What you need to do:
Output each entry verbatim.

*-*-*

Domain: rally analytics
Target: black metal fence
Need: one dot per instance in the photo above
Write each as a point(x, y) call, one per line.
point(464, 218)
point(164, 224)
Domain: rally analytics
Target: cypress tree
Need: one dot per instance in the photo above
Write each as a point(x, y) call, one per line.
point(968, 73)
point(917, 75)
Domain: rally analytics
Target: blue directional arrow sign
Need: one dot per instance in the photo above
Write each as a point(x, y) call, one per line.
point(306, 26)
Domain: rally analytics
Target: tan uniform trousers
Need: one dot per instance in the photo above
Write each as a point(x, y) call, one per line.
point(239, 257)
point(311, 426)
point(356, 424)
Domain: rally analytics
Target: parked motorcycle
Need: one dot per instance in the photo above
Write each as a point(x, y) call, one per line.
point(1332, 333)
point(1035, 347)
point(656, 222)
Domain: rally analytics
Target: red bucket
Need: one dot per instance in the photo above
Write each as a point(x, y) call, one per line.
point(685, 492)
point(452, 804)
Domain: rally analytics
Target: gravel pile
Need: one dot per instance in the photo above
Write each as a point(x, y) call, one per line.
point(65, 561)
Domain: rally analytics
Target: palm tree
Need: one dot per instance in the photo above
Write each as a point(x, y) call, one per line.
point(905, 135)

*-*-*

Your solution:
Domain: rally analytics
Target: black metal fence
Need: one dot per instance in the photo above
Write each as a point(x, y) call, one per line.
point(464, 218)
point(164, 224)
Domain: rally analytics
Target: cypress tree
Need: one dot per instance in the photo above
Write each as a point(x, y) call, one per line.
point(968, 73)
point(917, 75)
Domain: rally analytics
Target: blue directional arrow sign
Need: one dot per instance in the photo above
Write each as a point(x, y) call, one per line.
point(306, 26)
Domain: rally analytics
Target: tan uniform trousers
Need: one dot per instance in the photo above
Write each as a point(x, y) call, one per line.
point(239, 257)
point(311, 426)
point(356, 424)
Domain: rally analytics
Target: parked motorcycle
Need: one dot per instance in the photo above
Write each as a point(x, y) call, one per line.
point(1332, 333)
point(1035, 347)
point(656, 222)
Domain: rally analytics
Target: red bucket
Need: one dot per instance in the photo above
Write each as a point(x, y) call, one per line.
point(685, 492)
point(452, 804)
Domain: rally analytics
Target: gravel pile
Need: one dot per instance in the photo above
Write each as a point(x, y) call, one per line.
point(65, 561)
Domain: rally analytics
Target: palm tree
Need: one dot per instance in the photo above
Write each as a point(x, y) call, one per line.
point(905, 135)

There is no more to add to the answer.